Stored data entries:
::::::::

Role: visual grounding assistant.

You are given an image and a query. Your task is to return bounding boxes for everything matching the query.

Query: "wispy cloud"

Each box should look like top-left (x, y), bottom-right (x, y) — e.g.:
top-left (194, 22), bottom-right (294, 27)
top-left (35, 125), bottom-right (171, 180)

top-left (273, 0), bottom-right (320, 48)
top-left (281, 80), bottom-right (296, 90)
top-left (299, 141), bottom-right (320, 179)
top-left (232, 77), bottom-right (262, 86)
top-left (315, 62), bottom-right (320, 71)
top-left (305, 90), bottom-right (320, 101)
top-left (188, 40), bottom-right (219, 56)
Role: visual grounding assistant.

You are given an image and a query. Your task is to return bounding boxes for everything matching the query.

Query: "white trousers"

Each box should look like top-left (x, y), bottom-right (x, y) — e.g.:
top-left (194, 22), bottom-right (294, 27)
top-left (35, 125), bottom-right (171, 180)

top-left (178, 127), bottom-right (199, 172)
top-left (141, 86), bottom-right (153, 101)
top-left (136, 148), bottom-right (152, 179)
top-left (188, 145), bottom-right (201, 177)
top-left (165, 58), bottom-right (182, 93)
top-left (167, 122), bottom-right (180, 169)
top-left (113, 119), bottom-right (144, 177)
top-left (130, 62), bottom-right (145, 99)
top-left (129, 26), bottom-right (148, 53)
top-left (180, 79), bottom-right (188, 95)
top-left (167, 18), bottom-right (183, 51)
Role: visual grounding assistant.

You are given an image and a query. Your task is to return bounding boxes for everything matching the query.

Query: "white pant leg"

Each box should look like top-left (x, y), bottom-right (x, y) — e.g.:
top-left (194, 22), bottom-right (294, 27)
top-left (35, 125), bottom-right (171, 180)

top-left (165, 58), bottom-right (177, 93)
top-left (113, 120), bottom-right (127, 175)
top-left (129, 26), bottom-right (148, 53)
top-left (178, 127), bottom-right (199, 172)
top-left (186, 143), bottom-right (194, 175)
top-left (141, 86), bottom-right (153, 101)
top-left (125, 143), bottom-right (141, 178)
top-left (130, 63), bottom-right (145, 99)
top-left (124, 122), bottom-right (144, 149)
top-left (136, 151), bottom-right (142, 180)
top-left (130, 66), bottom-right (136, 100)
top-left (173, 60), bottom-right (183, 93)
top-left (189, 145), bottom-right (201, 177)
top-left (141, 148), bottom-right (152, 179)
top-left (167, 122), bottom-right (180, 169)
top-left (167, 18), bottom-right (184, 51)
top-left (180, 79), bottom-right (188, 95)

::::::::

### Required action:
Your answer should be the full set of records above, restated exactly.

### Answer box:
Role: visual grounding assistant.

You are given an image and a query. Your task is to return bounding boxes for everything matching the query.

Query: "wispy cloud"

Each box should look like top-left (x, y), bottom-right (x, y) — e.g.:
top-left (194, 22), bottom-right (294, 27)
top-left (35, 125), bottom-right (171, 180)

top-left (273, 0), bottom-right (320, 48)
top-left (281, 80), bottom-right (296, 90)
top-left (299, 141), bottom-right (320, 179)
top-left (232, 77), bottom-right (262, 86)
top-left (315, 62), bottom-right (320, 71)
top-left (305, 90), bottom-right (320, 101)
top-left (188, 40), bottom-right (219, 56)
Role: visual grounding assistant.

You are given an image and a query. Your task is to return bounding boxes for everything matching the query.

Query: "white trousers"

Each box should look like top-left (x, y), bottom-right (x, y) — e.g.:
top-left (194, 22), bottom-right (294, 27)
top-left (35, 125), bottom-right (171, 180)

top-left (178, 127), bottom-right (199, 172)
top-left (141, 86), bottom-right (153, 101)
top-left (136, 148), bottom-right (152, 179)
top-left (188, 145), bottom-right (201, 177)
top-left (165, 58), bottom-right (182, 93)
top-left (167, 122), bottom-right (180, 169)
top-left (113, 119), bottom-right (144, 177)
top-left (130, 62), bottom-right (145, 99)
top-left (129, 26), bottom-right (148, 53)
top-left (180, 79), bottom-right (188, 95)
top-left (167, 18), bottom-right (183, 51)
Role: visual grounding assistant.

You are given an image and a query. Your task is to return bounding boxes for everything matching the query.

Query: "white pant leg"

Each box should look like top-left (x, y), bottom-right (x, y) — e.g.:
top-left (194, 22), bottom-right (294, 27)
top-left (35, 125), bottom-right (171, 180)

top-left (165, 58), bottom-right (177, 93)
top-left (113, 120), bottom-right (127, 175)
top-left (129, 26), bottom-right (148, 53)
top-left (178, 127), bottom-right (199, 172)
top-left (186, 143), bottom-right (194, 175)
top-left (141, 86), bottom-right (153, 101)
top-left (125, 143), bottom-right (141, 178)
top-left (130, 63), bottom-right (145, 99)
top-left (124, 122), bottom-right (144, 149)
top-left (136, 151), bottom-right (142, 180)
top-left (130, 66), bottom-right (136, 100)
top-left (173, 60), bottom-right (183, 93)
top-left (189, 145), bottom-right (201, 177)
top-left (141, 148), bottom-right (152, 179)
top-left (167, 122), bottom-right (180, 169)
top-left (167, 18), bottom-right (184, 51)
top-left (180, 79), bottom-right (188, 95)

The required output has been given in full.